TASK: Every line below that includes the word "overcast" needs to be copied.

Referring expression pointing data:

Segment Open

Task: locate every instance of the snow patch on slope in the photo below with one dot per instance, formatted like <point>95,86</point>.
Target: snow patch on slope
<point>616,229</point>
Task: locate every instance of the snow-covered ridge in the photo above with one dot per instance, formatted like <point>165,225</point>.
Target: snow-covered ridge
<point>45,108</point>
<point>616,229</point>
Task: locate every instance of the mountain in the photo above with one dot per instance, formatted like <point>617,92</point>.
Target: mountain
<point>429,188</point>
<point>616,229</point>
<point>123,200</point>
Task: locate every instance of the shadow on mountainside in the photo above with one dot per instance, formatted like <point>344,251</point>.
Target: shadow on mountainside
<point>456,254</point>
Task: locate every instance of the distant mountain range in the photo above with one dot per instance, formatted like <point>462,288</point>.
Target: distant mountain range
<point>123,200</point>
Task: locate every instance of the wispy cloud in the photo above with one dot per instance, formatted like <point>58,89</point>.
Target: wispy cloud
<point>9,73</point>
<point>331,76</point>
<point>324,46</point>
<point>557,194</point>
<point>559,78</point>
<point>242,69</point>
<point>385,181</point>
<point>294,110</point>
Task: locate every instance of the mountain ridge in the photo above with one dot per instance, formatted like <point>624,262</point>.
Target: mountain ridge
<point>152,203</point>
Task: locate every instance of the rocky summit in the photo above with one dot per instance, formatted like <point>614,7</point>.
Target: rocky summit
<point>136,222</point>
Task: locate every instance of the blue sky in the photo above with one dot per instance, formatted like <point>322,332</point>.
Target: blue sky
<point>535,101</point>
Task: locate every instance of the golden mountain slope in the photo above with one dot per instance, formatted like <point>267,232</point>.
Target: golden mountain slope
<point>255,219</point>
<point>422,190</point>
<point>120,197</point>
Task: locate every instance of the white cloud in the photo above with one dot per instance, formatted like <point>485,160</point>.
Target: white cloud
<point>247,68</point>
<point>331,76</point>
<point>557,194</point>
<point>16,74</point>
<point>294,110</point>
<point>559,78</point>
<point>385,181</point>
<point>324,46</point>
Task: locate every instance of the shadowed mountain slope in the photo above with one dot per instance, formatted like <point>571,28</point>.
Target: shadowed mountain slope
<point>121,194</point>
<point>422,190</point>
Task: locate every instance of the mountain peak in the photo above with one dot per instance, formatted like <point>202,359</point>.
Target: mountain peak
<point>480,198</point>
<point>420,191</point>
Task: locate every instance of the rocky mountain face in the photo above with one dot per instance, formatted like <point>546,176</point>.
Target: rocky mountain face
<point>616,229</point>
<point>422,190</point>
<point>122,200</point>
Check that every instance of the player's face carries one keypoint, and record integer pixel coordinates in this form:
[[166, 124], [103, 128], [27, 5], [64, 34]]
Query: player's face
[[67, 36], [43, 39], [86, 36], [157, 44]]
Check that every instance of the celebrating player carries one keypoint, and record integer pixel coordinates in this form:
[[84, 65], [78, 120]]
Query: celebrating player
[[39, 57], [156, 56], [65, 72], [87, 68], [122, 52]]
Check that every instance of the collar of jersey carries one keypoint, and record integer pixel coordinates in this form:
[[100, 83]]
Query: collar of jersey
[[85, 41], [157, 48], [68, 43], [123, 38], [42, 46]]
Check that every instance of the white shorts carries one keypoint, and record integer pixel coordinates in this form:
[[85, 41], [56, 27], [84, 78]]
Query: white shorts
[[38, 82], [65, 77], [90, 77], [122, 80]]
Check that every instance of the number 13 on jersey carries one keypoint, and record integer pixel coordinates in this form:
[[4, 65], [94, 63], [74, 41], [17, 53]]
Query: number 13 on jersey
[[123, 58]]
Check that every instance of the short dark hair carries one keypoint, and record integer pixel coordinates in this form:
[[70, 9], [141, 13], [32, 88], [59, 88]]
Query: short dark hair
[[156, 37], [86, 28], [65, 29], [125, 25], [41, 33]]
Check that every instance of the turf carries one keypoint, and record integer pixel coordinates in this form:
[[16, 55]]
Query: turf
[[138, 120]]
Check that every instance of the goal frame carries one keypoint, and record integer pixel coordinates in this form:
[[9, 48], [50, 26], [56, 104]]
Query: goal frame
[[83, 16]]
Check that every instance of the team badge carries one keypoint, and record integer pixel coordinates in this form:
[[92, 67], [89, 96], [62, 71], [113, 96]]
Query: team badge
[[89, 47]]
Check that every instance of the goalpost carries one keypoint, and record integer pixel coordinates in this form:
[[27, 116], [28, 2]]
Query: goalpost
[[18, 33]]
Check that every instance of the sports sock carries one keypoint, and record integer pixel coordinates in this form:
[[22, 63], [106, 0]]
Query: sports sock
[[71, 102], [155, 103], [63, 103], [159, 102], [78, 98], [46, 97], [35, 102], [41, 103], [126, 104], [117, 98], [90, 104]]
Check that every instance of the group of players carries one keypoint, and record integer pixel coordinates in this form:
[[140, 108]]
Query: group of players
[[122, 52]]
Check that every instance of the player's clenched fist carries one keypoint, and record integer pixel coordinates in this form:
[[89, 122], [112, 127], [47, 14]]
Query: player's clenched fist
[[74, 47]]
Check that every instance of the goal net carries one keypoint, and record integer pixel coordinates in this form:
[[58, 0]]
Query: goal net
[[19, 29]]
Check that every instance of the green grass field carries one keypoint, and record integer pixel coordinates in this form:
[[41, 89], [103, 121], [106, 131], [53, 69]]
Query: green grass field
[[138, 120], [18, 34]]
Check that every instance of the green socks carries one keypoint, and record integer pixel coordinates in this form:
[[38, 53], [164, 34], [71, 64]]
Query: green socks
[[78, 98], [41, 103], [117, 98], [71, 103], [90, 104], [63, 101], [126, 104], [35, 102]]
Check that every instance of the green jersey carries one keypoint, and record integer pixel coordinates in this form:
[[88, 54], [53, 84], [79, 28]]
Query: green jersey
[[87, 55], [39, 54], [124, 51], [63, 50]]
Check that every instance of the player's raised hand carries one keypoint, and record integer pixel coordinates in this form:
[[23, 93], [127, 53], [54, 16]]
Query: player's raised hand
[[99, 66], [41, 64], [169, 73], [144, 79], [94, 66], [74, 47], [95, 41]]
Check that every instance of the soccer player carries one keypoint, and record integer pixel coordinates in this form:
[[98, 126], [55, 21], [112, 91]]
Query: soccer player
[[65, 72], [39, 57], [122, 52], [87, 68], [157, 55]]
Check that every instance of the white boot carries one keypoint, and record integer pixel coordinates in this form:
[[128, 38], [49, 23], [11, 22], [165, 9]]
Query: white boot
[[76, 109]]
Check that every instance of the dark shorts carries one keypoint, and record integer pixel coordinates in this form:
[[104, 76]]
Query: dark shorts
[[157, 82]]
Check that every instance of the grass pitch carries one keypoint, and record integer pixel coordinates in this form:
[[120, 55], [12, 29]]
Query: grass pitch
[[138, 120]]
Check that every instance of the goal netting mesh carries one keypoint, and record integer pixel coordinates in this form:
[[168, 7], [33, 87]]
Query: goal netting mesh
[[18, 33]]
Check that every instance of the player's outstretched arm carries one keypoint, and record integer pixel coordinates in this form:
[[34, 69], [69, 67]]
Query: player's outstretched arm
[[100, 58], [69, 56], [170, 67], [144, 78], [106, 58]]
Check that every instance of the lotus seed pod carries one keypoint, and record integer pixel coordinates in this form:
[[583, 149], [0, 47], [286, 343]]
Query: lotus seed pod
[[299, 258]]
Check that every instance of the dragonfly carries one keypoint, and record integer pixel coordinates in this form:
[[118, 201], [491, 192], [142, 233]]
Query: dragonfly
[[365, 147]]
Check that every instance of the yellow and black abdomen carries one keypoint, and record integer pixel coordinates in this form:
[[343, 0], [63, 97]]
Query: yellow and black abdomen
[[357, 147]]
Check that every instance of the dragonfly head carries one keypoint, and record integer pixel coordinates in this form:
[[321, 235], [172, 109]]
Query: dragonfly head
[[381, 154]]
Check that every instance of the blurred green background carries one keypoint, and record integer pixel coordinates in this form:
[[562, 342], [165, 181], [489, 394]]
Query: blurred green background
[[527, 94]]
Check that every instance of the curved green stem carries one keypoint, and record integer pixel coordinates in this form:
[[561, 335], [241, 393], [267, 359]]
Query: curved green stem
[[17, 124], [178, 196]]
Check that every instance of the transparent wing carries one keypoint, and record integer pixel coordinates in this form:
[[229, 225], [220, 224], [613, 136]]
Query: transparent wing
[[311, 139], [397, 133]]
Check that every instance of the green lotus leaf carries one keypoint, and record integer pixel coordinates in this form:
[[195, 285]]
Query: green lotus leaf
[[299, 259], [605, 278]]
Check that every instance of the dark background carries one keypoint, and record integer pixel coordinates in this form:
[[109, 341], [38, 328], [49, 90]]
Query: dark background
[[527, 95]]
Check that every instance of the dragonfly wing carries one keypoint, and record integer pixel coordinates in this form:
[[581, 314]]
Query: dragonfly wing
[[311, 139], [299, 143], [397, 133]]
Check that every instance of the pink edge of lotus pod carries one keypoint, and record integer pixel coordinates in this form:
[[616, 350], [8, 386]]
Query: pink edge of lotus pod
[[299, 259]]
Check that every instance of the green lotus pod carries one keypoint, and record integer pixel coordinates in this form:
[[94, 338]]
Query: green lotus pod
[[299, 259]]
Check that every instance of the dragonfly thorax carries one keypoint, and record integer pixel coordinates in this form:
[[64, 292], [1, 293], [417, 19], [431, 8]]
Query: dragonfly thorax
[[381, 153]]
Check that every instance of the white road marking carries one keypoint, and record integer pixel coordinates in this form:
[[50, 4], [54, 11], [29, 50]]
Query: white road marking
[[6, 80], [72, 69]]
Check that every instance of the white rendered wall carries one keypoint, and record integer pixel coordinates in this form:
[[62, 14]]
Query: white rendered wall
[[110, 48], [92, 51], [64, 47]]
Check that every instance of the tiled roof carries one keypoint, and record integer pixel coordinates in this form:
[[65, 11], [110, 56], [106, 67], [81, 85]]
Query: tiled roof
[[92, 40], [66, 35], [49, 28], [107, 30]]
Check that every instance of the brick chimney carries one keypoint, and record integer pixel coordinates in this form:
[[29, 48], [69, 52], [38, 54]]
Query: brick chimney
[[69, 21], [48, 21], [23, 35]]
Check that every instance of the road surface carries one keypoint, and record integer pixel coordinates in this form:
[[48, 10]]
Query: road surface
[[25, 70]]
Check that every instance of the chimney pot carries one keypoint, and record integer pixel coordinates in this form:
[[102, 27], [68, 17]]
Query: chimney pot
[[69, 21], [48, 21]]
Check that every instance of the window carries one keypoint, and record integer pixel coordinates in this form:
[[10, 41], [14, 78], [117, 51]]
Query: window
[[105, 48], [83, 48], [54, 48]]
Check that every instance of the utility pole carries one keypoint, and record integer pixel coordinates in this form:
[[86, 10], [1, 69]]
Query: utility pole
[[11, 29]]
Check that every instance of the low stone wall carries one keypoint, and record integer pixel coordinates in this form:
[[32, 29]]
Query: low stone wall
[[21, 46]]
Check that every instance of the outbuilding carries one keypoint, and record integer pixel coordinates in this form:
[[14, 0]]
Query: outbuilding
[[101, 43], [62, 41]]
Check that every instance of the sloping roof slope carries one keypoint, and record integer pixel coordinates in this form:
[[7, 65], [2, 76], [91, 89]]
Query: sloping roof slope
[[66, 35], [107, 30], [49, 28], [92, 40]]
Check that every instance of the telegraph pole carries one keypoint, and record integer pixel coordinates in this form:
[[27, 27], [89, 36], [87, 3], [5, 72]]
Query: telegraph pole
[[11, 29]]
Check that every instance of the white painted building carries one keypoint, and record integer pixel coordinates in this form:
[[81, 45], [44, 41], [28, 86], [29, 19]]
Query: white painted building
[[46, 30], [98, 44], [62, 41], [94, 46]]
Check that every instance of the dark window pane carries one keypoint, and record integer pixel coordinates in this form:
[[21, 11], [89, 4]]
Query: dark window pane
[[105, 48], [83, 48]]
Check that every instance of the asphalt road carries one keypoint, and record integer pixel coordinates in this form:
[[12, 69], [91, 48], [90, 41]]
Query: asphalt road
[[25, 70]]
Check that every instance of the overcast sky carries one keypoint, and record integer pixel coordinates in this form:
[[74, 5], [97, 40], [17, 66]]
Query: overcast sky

Segment Closed

SOLVED PROBLEM:
Check that every instance of the overcast sky carries one keypoint, and record integer pixel coordinates in this form:
Query: overcast sky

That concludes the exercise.